Requirement> Format the lines of the items below as a JSON list of strings, one string per line and no blank lines. Begin at the line that contains "In this exercise you will mark every instance of the cinnamon" and stop after the last line of the items.

===== Material provided =====

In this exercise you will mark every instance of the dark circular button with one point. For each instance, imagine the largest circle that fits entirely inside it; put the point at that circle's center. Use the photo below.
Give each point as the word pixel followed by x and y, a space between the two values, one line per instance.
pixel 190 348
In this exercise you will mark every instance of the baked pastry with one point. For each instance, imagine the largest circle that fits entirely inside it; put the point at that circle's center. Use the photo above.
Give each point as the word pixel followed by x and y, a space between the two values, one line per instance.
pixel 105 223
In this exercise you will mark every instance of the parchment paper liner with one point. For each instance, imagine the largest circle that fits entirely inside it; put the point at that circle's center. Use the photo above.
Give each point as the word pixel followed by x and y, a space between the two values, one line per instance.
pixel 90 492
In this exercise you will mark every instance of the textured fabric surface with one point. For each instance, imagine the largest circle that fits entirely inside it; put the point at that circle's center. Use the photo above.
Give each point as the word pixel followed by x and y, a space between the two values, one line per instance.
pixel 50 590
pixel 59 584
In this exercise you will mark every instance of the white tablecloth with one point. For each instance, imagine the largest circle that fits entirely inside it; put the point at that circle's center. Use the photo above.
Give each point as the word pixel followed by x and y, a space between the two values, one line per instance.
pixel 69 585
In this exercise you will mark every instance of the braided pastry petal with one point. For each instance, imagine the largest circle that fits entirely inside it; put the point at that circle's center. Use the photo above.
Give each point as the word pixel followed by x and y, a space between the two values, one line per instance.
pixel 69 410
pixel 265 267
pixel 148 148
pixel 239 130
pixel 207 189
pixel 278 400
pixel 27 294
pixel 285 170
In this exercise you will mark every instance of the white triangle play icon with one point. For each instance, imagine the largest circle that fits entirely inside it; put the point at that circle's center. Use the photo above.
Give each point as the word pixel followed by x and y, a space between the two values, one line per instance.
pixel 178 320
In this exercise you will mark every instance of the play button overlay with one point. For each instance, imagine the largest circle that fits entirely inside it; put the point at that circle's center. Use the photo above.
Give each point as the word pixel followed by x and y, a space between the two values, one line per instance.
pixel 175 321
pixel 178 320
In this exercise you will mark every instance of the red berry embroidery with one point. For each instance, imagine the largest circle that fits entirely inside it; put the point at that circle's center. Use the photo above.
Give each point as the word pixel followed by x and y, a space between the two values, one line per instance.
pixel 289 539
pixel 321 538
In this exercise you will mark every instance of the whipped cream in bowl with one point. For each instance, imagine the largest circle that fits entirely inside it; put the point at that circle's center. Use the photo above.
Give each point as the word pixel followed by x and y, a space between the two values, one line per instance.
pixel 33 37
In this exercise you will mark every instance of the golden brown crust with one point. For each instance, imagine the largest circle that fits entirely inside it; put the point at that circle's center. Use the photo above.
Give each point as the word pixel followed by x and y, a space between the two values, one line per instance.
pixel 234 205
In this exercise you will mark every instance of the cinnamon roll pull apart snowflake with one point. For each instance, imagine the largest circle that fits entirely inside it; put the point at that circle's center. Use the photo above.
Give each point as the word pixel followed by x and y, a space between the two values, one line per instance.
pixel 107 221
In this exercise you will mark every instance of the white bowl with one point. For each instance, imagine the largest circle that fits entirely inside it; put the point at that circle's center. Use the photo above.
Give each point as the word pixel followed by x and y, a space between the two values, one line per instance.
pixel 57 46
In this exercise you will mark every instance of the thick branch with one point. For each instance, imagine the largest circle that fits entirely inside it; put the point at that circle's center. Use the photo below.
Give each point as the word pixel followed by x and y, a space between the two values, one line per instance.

=====

The reply>
[
  "In this exercise you will mark every instance of the cinnamon roll pull apart snowflake with one point. For each instance, imagine the largest circle that fits entirely inside it; put the point at that circle's center. Use the photo above.",
  "Give each point as the word pixel followed by x and y, a space between the two values, one line per instance.",
  "pixel 107 221",
  "In this exercise you will mark every instance of the white bowl with one point. For each instance, imagine the largest circle that fits entirely inside it; put the point at that circle's center. Use the photo above.",
  "Give each point as the word pixel followed by x and y, a space between the two values, one line per instance.",
  "pixel 57 46",
  "In this exercise you will mark every instance of the thick branch with one point. For each instance, imagine the largest circle that fits entirely inside it; put the point at that circle's center. Use the photo below.",
  "Give each point as the word pixel followed by x and y, a space between the two values, one line per instance."
]